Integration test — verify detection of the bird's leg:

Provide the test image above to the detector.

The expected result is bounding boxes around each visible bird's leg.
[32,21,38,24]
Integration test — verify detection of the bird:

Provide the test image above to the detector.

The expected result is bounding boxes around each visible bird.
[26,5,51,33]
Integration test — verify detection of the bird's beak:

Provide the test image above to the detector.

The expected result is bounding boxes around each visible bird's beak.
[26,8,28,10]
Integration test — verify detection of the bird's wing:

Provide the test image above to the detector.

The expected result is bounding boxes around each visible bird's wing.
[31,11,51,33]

==

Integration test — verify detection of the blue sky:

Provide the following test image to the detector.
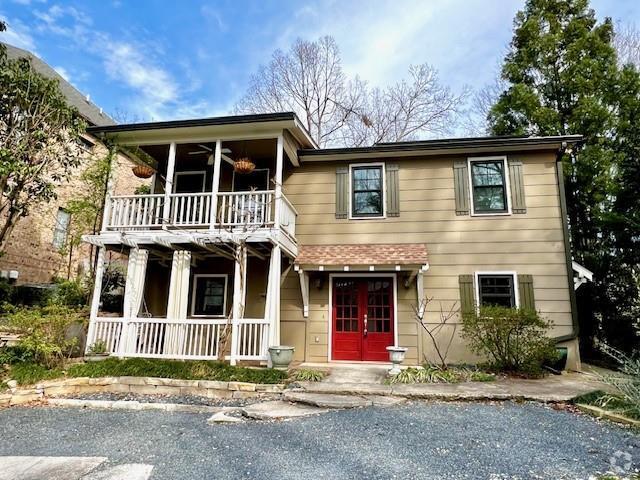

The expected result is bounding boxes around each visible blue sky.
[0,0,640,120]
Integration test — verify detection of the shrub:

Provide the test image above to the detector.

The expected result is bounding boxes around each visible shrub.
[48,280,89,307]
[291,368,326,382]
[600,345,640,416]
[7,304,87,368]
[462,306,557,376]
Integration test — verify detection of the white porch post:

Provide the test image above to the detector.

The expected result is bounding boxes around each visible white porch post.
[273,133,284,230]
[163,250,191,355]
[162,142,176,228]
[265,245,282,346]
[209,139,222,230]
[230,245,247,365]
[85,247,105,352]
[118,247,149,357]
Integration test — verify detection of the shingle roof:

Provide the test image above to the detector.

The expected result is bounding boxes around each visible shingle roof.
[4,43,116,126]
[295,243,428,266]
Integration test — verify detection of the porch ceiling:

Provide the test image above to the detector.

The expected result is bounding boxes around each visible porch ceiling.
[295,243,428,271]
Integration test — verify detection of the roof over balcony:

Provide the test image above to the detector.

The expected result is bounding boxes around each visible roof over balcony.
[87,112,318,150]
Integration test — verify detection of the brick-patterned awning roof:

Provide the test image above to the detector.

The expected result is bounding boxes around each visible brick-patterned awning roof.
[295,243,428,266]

- Given exercise: Collect every line from the items above that contains the word "post", copying each one unchanged.

- Task answer:
Integration test — verify detection of the white porch post:
The expected result is bounding boxes around each visible white porch post.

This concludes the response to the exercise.